From the rows below, pick out every line that contains the string "shelf", treating uppercase and lowercase letters as different.

==== SUPPLIED ENTRIES ====

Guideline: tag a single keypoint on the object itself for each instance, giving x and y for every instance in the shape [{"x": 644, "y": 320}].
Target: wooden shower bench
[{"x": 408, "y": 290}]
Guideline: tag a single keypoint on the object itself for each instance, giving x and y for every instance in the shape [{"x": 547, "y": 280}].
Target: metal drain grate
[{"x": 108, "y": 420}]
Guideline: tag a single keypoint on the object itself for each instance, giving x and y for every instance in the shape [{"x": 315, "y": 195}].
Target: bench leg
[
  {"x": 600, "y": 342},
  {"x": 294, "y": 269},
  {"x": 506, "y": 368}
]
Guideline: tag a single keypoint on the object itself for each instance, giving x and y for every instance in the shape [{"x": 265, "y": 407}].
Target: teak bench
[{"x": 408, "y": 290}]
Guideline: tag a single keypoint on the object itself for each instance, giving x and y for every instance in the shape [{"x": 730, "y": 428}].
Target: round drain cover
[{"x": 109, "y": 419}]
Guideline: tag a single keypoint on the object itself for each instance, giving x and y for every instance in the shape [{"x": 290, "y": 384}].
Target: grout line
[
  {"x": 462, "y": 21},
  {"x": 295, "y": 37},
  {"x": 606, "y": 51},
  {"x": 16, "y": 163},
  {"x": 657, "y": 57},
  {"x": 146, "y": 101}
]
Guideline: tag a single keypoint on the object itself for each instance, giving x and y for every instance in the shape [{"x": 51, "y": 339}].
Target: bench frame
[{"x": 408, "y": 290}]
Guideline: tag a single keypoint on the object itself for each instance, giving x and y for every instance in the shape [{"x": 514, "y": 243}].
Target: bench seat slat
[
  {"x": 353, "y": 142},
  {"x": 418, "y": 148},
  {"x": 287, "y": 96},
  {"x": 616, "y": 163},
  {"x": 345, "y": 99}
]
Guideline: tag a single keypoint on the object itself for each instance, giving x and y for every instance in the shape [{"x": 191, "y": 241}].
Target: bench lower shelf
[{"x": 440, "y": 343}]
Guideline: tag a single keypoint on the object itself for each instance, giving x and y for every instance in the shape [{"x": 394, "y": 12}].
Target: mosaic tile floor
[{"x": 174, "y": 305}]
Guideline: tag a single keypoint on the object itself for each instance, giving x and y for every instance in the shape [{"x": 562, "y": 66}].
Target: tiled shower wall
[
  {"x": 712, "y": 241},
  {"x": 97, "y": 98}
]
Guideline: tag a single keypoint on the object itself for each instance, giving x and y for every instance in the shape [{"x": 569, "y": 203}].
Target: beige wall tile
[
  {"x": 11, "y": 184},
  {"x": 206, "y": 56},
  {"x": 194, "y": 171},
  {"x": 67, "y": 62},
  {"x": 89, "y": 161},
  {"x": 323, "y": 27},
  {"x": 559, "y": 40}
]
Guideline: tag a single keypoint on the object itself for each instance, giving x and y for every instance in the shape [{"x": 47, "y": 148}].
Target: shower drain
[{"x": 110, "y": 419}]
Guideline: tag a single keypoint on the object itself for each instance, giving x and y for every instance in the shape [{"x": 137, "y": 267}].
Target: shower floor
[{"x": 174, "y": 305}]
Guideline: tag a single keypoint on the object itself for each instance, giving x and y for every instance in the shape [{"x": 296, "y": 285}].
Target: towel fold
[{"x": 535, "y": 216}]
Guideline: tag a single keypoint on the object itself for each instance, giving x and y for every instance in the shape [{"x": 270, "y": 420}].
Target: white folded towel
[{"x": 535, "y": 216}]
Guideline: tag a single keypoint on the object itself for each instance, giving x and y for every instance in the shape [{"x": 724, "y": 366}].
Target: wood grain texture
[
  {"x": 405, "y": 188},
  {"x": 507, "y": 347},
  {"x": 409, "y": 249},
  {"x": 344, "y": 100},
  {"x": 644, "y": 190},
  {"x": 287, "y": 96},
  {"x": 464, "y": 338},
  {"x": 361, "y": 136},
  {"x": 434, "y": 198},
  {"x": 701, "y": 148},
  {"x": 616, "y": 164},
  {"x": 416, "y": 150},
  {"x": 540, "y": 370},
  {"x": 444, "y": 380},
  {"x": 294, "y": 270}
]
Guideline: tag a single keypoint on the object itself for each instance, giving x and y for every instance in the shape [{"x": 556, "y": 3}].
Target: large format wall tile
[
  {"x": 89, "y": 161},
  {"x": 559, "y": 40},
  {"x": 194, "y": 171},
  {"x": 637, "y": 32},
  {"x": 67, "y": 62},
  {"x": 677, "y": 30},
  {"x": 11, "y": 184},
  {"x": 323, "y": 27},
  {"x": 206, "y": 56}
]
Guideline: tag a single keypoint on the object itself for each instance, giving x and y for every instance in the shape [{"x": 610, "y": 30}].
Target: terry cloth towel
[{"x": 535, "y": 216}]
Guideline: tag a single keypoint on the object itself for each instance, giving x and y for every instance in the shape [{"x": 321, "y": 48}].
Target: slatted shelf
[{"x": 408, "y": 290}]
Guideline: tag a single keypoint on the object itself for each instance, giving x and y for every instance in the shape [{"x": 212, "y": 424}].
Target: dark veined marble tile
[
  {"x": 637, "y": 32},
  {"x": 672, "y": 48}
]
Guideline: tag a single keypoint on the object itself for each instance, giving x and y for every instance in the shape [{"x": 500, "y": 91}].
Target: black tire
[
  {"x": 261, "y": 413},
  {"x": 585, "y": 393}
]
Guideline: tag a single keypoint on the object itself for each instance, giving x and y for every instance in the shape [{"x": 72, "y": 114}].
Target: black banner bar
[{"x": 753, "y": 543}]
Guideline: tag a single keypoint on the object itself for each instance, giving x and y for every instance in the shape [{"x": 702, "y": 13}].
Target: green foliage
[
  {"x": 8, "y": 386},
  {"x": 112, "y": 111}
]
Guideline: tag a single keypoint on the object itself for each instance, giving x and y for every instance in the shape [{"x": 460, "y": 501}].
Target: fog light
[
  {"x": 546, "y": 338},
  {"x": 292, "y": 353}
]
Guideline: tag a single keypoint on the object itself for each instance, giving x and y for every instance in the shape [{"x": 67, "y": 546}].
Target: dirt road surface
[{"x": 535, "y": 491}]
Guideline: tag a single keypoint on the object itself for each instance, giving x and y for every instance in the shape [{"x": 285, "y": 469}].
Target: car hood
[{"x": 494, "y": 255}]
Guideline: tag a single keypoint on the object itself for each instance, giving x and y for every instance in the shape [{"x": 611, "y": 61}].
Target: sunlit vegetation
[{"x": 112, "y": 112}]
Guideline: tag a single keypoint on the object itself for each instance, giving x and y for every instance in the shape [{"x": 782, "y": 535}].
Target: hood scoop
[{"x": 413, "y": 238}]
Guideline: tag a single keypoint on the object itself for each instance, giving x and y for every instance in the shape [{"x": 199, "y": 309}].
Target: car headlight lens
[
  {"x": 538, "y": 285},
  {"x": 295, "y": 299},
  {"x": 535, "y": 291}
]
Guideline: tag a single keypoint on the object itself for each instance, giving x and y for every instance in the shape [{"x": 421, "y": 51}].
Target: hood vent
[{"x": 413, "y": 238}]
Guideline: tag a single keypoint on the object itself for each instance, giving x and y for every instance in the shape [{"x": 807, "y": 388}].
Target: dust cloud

====

• [SOLUTION FOR THIS PROBLEM]:
Target: bench lower shelf
Target: slatted shelf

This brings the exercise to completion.